#### [To do]
Could you retype every record below exactly as it appears?

BEGIN Extracted records

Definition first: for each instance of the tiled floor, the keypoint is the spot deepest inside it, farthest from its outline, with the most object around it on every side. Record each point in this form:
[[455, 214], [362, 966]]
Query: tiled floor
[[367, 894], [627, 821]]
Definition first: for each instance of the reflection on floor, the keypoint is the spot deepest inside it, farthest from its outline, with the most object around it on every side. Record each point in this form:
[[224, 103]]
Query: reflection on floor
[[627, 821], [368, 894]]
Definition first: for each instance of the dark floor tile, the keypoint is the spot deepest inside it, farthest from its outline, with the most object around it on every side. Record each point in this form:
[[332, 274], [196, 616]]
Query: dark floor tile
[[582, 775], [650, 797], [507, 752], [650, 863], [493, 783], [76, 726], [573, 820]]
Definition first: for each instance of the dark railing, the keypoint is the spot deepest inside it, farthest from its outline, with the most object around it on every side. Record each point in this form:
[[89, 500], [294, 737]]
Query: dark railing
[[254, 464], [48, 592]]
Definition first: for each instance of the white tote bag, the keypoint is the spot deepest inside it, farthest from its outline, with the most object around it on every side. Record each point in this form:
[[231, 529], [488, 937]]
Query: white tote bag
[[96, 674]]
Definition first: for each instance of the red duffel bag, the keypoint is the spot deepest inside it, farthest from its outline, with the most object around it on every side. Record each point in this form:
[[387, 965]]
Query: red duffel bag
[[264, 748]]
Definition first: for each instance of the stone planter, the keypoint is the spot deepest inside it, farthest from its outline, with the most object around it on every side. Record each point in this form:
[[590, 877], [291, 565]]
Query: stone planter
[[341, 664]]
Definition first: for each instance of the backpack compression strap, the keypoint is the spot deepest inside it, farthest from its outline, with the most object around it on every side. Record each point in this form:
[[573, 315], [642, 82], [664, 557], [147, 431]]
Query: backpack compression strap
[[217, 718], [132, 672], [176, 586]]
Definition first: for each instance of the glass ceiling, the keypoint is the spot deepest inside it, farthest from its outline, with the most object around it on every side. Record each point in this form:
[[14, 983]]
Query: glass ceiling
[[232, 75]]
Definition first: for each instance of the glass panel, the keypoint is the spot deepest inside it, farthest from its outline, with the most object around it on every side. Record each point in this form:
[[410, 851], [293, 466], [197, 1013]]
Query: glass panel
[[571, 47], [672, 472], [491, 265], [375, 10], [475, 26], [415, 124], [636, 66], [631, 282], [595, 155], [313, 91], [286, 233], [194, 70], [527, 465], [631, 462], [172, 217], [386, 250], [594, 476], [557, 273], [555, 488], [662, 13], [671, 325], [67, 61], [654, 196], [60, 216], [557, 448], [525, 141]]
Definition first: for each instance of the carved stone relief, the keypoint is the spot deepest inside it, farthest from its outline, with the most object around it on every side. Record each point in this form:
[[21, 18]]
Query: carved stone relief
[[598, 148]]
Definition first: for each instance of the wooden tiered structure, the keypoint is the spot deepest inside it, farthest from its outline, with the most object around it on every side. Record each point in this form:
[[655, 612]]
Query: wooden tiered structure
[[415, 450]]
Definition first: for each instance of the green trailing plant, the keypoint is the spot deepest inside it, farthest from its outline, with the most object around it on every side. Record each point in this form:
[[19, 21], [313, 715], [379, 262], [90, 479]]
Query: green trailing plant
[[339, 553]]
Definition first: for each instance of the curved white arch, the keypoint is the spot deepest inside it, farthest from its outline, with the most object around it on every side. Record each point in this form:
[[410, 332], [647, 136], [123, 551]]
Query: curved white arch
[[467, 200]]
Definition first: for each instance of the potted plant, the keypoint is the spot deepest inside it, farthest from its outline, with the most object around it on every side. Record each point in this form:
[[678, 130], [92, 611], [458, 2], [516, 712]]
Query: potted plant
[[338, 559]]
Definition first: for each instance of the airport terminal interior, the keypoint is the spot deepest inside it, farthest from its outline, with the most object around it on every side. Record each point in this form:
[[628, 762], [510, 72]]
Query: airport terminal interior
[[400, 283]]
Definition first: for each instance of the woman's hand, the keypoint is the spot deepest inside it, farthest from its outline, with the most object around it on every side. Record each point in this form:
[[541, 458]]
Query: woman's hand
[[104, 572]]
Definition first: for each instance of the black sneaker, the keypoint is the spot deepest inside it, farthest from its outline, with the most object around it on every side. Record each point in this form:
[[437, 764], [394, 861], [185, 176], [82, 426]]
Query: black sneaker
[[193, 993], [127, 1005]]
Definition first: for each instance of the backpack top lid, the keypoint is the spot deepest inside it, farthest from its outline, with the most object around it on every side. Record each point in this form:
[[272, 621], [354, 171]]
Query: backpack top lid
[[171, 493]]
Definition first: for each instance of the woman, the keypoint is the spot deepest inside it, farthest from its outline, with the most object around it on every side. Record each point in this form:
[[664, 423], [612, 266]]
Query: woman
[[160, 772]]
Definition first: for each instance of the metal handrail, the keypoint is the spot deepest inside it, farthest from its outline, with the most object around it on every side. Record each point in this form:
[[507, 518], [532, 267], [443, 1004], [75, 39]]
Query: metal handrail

END Extracted records

#### [Answer section]
Definition first: for each instance of the tiled floor, the keypoint is the spot deepest inside it, farthest from its outline, with the most object around it on every side. Record each point in this form:
[[455, 214], [362, 966]]
Query: tiled floor
[[367, 894], [627, 821]]
Definition first: for each instance of the reflection on floor, the keypoint is the spot deepest inside it, farthest from its outline, with the most object around it on every side. Record each point in this form:
[[224, 103]]
Query: reflection on floor
[[627, 821], [368, 894]]
Definition first: for each instance of the dark floor tile, the keypoint is the spot deepest inside it, farthest from its outline, with the most object around it on every side. Record each point in this form:
[[332, 274], [196, 616]]
Query: dark floor tile
[[582, 775], [650, 797], [507, 752], [650, 863], [493, 783], [76, 726], [573, 820]]
Definition first: for each instance of the dark railing, the keypoint is the spot deepest inside it, farthest from its outline, with the most object around it on every side. Record each point in this form:
[[89, 500], [294, 737]]
Query: dark railing
[[254, 464], [48, 592]]
Definition first: for each instance of the white tote bag, the keypoint is the spot deepest inside it, farthest from its outline, with the most object around it on every side. Record each point in this form:
[[231, 529], [488, 937]]
Query: white tote bag
[[96, 674]]
Definition first: for each instance of the red duffel bag, the keypoint is the spot deepest inside it, farthest from its outline, with the most object around it on every side. Record each point in this form:
[[387, 965]]
Query: red duffel bag
[[264, 748]]
Definition first: for each instance of the stone planter, the keypoint is the spot deepest inside it, farthest from its outline, with the most object around it on every side. Record each point in this form:
[[590, 877], [291, 565]]
Query: stone planter
[[341, 664]]
Definition first: for each instance of the backpack compression strap, the keypoint is the spot deepest inside it, farthest from its outline, with the most object around it on every side. Record each point in this form:
[[573, 315], [642, 82], [664, 557], [147, 431]]
Query: backpack compression strap
[[217, 718], [132, 672], [176, 586]]
Definition first: for each instance of the glass ceiling, the keypoint is the spot deepest inside it, farthest from its outline, with the most object around it on every side. Record each point in this form:
[[14, 983]]
Query: glass ceiling
[[232, 75]]
Definition first: for each instance of the glass panel, the keypoint is the spot deepest inside it, farthest from its outline, with the most object around it on every side. Record each point in this form:
[[410, 851], [293, 466], [197, 1013]]
Query: glass panel
[[571, 47], [672, 472], [491, 265], [375, 10], [475, 26], [415, 124], [636, 66], [631, 282], [595, 155], [313, 91], [286, 233], [194, 70], [527, 465], [631, 462], [172, 217], [386, 250], [594, 476], [557, 273], [555, 488], [662, 13], [671, 325], [67, 61], [654, 196], [60, 216], [557, 448], [525, 141]]
Definition first: for each instance of the carved stone relief, the keypoint is the spot deepest inside it, farthest from its outline, with the most object around it on every side. Record each point in this form:
[[21, 18]]
Query: carved stone relief
[[598, 148]]
Definition first: for each instance of the wooden tiered structure, the keypoint is the spot deepest inside it, farthest from its outline, with the most object around it on every side. Record each point in this form:
[[655, 612]]
Query: wooden tiered structure
[[415, 450]]
Definition first: for each instance of the green trailing plant, the keypoint is the spot deepest inside it, farthest from its outline, with the most object around it on every side. Record each point in this form:
[[19, 21], [313, 715], [379, 262], [90, 479]]
Query: green trailing plant
[[339, 553]]
Definition first: for each instance of the curved white arch, the keypoint is the spot deepest inside it, farthest from its outline, with the most object around it on every side. Record each point in this form:
[[410, 332], [647, 136], [123, 551]]
Query: curved white arch
[[467, 200]]
Definition first: for each instance of the potted plant, the keypoint is the spot deepest inside it, farthest from its outline, with the most object around it on every side. Record each point in this form:
[[678, 130], [92, 611], [458, 2], [516, 712]]
Query: potted plant
[[338, 559]]
Definition first: for each instance of the airport terminal interior, the keypoint is the spot deepest inside it, farthest from its outline, with the most object around it on every side. Record each point in this form:
[[628, 762], [510, 72]]
Query: airport terminal interior
[[400, 283]]
Definition first: for each instance of the woman's hand, the keypoint is the spot deepest inside it, farthest from its outline, with the most object around it on every side. Record each point in this form:
[[541, 458]]
Query: woman's hand
[[104, 572]]
Definition first: for each instance of the black sneaker, the keypoint is the spot deepest inside it, farthest from its outline, with the most object around it on every side. Record each point in this form:
[[437, 764], [394, 861], [185, 176], [82, 426]]
Query: black sneaker
[[193, 993], [127, 1005]]
Definition first: for each instance of the backpack top lid, the keypoint is the spot deepest inside it, farthest from its outline, with the most object around it on every side. Record each point in this form:
[[272, 621], [354, 171]]
Query: backpack top lid
[[171, 493]]
Definition first: for each instance of the woman, the keypoint is the spot deepest inside it, farthest from its outline, with the most object around it on every side. Record each point in this form:
[[664, 423], [612, 266]]
Query: woman
[[160, 772]]
Definition first: for each instance of the metal handrail, the keypoint is the spot deepest inside it, farthest from its outline, with the most object around it on every side. Record each point in this form:
[[507, 518], [532, 267], [443, 1004], [75, 39]]
Query: metal handrail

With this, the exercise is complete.